> WHAT YOU ARE ASKED TO DO
Copy the entire listing below verbatim, leaving out the pictures.

Items stored from a collection
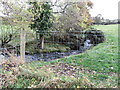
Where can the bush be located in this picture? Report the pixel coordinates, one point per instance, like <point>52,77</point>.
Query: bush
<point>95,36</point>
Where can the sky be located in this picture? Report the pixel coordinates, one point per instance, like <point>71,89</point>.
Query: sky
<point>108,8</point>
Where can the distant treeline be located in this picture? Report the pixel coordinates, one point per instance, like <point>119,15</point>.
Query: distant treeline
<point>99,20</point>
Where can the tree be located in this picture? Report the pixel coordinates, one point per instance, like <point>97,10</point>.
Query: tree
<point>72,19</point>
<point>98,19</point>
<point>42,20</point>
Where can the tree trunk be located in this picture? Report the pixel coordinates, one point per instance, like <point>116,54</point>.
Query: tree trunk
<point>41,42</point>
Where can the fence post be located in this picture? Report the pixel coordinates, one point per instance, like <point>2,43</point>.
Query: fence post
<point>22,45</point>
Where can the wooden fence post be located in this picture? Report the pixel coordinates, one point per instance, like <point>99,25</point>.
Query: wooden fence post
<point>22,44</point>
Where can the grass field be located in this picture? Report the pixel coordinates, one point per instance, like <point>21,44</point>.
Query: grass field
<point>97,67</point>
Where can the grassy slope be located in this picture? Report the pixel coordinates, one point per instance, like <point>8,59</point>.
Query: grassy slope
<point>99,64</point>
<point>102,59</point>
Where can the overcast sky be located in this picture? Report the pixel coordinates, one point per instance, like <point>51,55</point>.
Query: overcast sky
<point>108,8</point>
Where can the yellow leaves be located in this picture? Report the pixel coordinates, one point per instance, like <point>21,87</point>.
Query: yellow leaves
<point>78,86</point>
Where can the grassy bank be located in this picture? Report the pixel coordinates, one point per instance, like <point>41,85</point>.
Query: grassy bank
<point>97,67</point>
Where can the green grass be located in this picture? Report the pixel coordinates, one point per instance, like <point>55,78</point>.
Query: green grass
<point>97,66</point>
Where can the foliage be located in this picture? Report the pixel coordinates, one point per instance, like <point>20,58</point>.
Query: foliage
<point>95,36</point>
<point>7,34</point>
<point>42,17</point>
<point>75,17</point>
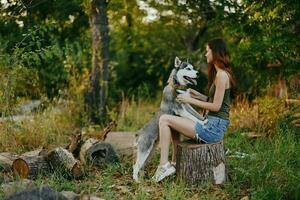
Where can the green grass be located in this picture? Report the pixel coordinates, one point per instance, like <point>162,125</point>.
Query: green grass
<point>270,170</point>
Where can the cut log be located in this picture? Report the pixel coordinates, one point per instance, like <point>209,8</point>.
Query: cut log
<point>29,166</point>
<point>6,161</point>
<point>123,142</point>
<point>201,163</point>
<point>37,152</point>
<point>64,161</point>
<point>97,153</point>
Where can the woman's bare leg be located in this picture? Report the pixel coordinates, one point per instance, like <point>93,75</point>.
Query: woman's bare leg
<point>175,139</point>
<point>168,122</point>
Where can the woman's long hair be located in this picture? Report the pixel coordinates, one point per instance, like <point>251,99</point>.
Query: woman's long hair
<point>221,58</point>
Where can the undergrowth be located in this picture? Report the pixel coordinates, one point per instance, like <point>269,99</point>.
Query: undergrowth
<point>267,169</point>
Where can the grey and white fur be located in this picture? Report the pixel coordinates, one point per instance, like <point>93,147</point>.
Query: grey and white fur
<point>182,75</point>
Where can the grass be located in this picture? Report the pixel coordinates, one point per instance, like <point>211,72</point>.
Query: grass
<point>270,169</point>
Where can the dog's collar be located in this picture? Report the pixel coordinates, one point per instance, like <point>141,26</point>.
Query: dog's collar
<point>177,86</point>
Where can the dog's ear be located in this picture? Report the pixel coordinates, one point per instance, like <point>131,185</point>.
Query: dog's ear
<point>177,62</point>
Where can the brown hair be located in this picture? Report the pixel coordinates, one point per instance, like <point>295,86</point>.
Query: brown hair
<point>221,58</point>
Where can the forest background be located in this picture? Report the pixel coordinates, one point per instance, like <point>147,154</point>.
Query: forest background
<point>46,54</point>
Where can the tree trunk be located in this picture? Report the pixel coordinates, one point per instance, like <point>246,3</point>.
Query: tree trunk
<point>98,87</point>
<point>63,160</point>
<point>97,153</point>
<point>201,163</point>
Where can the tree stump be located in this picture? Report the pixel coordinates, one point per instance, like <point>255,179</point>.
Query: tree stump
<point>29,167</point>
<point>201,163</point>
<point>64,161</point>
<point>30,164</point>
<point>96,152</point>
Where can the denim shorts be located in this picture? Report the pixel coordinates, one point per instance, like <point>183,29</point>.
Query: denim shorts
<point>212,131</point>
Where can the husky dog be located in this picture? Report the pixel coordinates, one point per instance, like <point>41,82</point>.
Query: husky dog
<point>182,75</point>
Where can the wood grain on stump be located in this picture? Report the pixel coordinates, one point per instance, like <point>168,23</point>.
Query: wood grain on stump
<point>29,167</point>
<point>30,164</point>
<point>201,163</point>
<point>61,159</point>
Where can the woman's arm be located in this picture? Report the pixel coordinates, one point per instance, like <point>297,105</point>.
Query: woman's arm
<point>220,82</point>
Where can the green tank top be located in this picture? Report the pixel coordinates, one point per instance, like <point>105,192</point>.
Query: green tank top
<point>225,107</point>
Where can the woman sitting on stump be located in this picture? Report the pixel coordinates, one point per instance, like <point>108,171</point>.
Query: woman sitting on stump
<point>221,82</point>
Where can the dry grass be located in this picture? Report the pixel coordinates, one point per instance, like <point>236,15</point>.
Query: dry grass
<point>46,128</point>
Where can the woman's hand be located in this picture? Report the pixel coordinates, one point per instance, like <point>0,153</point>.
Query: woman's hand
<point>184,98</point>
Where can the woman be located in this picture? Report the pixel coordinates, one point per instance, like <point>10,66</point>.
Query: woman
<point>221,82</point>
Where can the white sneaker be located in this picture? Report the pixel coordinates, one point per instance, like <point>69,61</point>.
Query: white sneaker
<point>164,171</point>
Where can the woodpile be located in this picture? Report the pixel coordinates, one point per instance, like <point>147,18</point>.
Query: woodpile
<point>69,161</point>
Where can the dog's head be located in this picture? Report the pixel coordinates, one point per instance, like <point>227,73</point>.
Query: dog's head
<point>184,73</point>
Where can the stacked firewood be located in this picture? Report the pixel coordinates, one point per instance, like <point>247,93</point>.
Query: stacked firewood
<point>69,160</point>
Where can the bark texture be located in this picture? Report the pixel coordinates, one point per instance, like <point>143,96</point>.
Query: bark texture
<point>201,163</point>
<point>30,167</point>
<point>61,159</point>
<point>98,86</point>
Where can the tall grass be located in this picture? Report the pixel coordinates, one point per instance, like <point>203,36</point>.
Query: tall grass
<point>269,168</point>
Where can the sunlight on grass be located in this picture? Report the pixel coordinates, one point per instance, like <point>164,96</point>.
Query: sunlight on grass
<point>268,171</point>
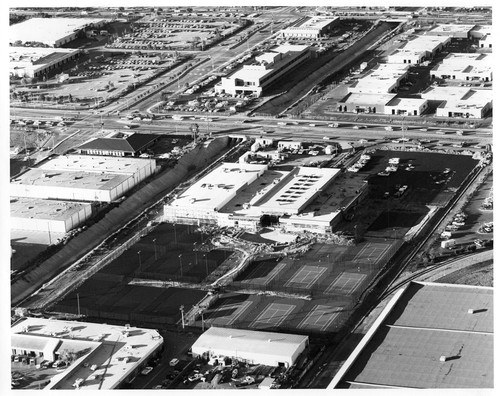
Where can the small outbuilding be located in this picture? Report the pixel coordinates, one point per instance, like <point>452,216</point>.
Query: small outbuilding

> TASK SOLUTION
Where can the bush be located in this picture? Report the pixel coordinates, one point per instance, like <point>52,77</point>.
Query: bush
<point>95,36</point>
Where can the sky be located in this picture? Report the pixel coordinates, one point per instance, like <point>71,89</point>.
Query: sky
<point>108,8</point>
Where can the distant treeline be located in this picture? Report the pixel coordinates, one point per instance, like <point>119,15</point>.
Query: distant treeline
<point>99,20</point>
Where can the tree be located in this picture? Report the pixel coordinates, one point per instance, like <point>97,10</point>.
Query: tree
<point>72,19</point>
<point>98,19</point>
<point>42,20</point>
Where can the tree trunk be located in this picture? Report the pixel coordinates, one point per instance, like <point>116,54</point>.
Query: tree trunk
<point>41,42</point>
Where can the fence post be located in this picture? Report the pixel coordinates, one point per instance, like <point>2,43</point>.
Query: fence post
<point>22,45</point>
Where can the wooden fence post be located in this picture? Report the pixel coordinates, one point per instance, like <point>99,25</point>.
Query: wooden fence post
<point>22,44</point>
Where can the grass field be located in this picture? Report the pixel coordinates, one point per instance, like <point>21,44</point>.
Query: grass field
<point>97,67</point>
Where can the grassy slope be located in this picture? Report the pixel coordinates, one point per instance, like <point>8,59</point>.
Query: grassy slope
<point>99,64</point>
<point>102,59</point>
Where can the overcast sky be located in this picture? Report the pixel coordinates, one point per instance, like <point>51,55</point>.
Query: overcast sky
<point>108,8</point>
Where can the yellow leaves be located in this picture? Report the pixel coordinates, one point per instance, like <point>21,87</point>.
Query: yellow leaves
<point>78,86</point>
Where can the grassy bank be located in this picture? Report the pixel coordinates, one point per instance, like <point>41,85</point>.
Query: grassy bank
<point>97,67</point>
Where can the green grass be located in this picture? Report the pixel coordinates, one point per instance, like <point>55,78</point>.
Query: green grass
<point>97,66</point>
Where can the foliage be located in this picture? Report the pixel coordinates, one point per instance, like <point>20,58</point>.
Query: foliage
<point>95,36</point>
<point>7,34</point>
<point>42,17</point>
<point>75,17</point>
Where can the green grass be located in this picture? Report the pixel coordinates, one point per instance, like <point>162,125</point>.
Query: green grass
<point>270,170</point>
Where can the cut log be located in this picture? Report the pixel coordinates, one point per instance, like <point>209,8</point>.
Query: cut log
<point>29,166</point>
<point>6,161</point>
<point>123,142</point>
<point>201,163</point>
<point>37,152</point>
<point>64,161</point>
<point>97,153</point>
Where can the woman's bare leg be located in this picture? Report the pixel coordinates, one point per instance, like <point>93,75</point>.
Query: woman's bare leg
<point>175,139</point>
<point>168,122</point>
Where can the woman's long hair be located in this picture? Report the pixel coordinates, one point per instance, like <point>251,99</point>.
Query: woman's long hair
<point>221,58</point>
Where can the undergrowth be located in this picture? Report the pixel coordinates, one point per instance, like <point>269,99</point>.
Query: undergrowth
<point>267,169</point>
Where can the grey and white fur be located in this picture? Report the pixel coordinates, one point per instance, like <point>93,147</point>.
Query: grey and white fur
<point>182,75</point>
Where can the grass be located in this picture? Report the pixel coordinates, one point per instance, like <point>211,72</point>.
Query: grass
<point>270,169</point>
Where can the dog's collar be located in this picture? Report the pixel coordinates, one point per instance, like <point>141,26</point>.
Query: dog's collar
<point>177,86</point>
Where can the dog's ear be located in this picture? Report the pixel coordinates, one point per instance, like <point>131,185</point>.
Query: dog's ear
<point>177,62</point>
Where can the brown hair be located in this picture? Report the pixel coordinates, one point per instance, like <point>295,86</point>.
Query: brown hair
<point>221,58</point>
Where can the forest background be located in this picture? Report the pixel coordinates, one point per instance, like <point>147,154</point>.
Query: forest background
<point>46,54</point>
Where can the tree trunk be located in this picture? Report the pixel coordinates, one point per instance, like <point>246,3</point>.
Query: tree trunk
<point>98,87</point>
<point>63,160</point>
<point>97,153</point>
<point>201,163</point>
Where can the tree stump be located in this picture? Report the pixel coordinates, one point per instance, like <point>255,179</point>.
Query: tree stump
<point>29,167</point>
<point>201,163</point>
<point>64,161</point>
<point>30,164</point>
<point>96,152</point>
Where can the denim shorts be located in this picture? Report the pixel coordinates, one point per instance, like <point>183,29</point>.
Query: denim shorts
<point>212,131</point>
Where can the husky dog be located in this picture? Report the pixel coordinates, one point per instance, like <point>41,82</point>.
Query: husky dog
<point>182,75</point>
Where can the wood grain on stump be located in this picture? Report the pixel coordinates, one point per instance, like <point>168,23</point>.
Query: wood grain on stump
<point>29,167</point>
<point>30,164</point>
<point>201,163</point>
<point>61,159</point>
Where can the woman's arm be located in this picture? Report the pixel coordinates, one point per instance, like <point>297,105</point>.
Query: woman's arm
<point>220,82</point>
Where can the green tank top be located in this picture? Report the pixel coordinates, one point per instance, like <point>105,192</point>.
Query: green tank top
<point>225,107</point>
Where can the woman sitting on stump be located in this picture? Report the pixel coordinates, one point per instance, like <point>108,171</point>.
Query: woman sitting on stump
<point>221,82</point>
Where can the dry grass be located in this picture? Report the pixel coordinates, one point per instance, like <point>236,15</point>.
Query: dry grass
<point>46,128</point>
Where can the woman's hand be located in this picture? Report the pixel coordinates, one point per instance, like <point>0,153</point>.
Query: woman's hand
<point>184,98</point>
Where can the woman be located in this picture? Report the pixel coordinates, one point per instance, like <point>10,66</point>.
Query: woman
<point>221,82</point>
Where can the white sneaker be located in this picture? Report the pixel coordinates, one point per instance, like <point>69,61</point>.
Query: white sneaker
<point>164,171</point>
Where can the woodpile be located in this picture? Report the pixel coordinates, one point per instance, like <point>147,18</point>.
Query: woodpile
<point>69,161</point>
Where can the dog's head be located in this picture? Report the pixel coordinates, one point per instance, like <point>227,73</point>.
Query: dog's head
<point>184,73</point>
Where can the stacked firewood be located in this picture? Report the pixel coordinates, one point per instance, like <point>247,93</point>.
Query: stacked firewood
<point>69,160</point>
Where can the bark texture be located in this picture? Report the pixel coordinates, one point per instance, like <point>143,96</point>.
Query: bark texture
<point>201,163</point>
<point>30,167</point>
<point>61,159</point>
<point>98,86</point>
Where can the tall grass be located in this picture? Report the pixel coordinates, one point per instance, like <point>203,36</point>.
Query: tall grass
<point>269,168</point>
Where can the sunlight on grass be located in this picture? Report the pixel coordinates, one point per instance, like <point>164,96</point>.
Query: sunlight on grass
<point>268,171</point>
Where can the small outbuilding be located in this picture? Report the pixel coordinates, one point per instance, like <point>452,216</point>.
Query: small outbuilding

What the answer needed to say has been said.